Problem details — Somewhere below, one line contains "such as <point>295,241</point>" and a later line contains "target | thumb". Output those two lines and everything between them exactly, and nothing else.

Data records —
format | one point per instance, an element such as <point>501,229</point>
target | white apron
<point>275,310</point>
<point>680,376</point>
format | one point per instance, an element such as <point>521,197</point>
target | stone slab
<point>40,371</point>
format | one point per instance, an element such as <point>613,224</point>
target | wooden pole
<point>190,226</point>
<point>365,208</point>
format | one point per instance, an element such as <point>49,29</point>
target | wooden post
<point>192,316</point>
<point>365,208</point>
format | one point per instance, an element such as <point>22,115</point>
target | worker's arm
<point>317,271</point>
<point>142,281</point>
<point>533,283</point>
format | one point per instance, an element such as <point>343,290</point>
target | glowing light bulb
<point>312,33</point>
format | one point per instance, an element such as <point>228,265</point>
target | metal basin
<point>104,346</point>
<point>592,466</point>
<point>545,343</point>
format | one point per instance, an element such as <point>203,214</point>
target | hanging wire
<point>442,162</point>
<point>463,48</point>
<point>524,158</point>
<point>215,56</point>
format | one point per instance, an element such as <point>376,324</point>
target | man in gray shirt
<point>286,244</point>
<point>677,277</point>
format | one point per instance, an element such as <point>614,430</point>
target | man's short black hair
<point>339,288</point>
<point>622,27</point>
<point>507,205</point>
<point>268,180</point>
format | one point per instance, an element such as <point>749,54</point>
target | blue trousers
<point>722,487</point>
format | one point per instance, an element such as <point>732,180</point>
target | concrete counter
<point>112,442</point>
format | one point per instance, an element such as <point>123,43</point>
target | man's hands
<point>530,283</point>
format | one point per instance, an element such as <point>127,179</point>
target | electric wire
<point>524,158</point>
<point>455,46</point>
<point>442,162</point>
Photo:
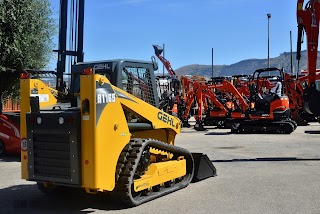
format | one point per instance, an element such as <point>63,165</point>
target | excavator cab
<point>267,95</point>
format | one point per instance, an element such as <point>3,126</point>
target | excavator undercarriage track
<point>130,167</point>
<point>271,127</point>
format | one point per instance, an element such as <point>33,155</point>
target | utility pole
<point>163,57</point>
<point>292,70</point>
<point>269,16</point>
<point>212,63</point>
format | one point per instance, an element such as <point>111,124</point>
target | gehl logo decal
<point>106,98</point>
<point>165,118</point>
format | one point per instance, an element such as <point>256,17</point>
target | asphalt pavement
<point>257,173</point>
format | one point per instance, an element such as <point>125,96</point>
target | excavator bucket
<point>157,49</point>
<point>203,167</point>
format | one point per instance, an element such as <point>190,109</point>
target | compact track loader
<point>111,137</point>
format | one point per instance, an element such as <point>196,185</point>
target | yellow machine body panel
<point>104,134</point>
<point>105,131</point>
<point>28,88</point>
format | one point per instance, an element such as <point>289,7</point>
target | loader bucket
* * *
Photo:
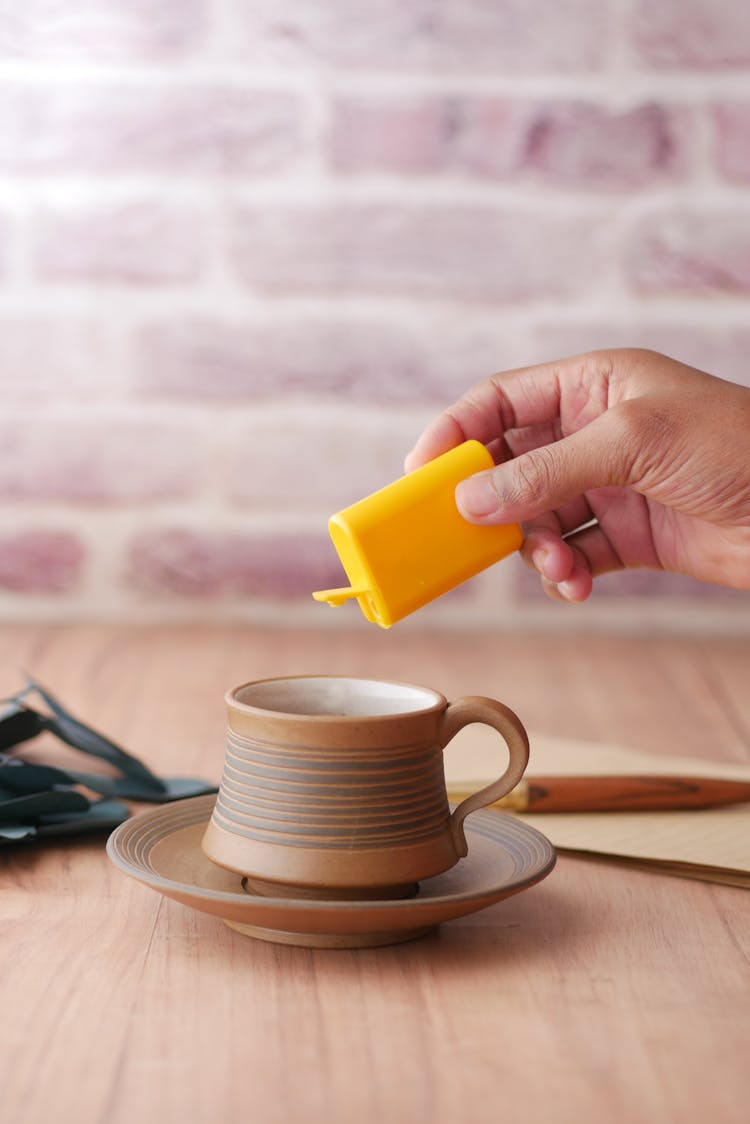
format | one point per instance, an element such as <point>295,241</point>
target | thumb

Finished task —
format | one point per instance, an element such as <point>295,241</point>
target | thumb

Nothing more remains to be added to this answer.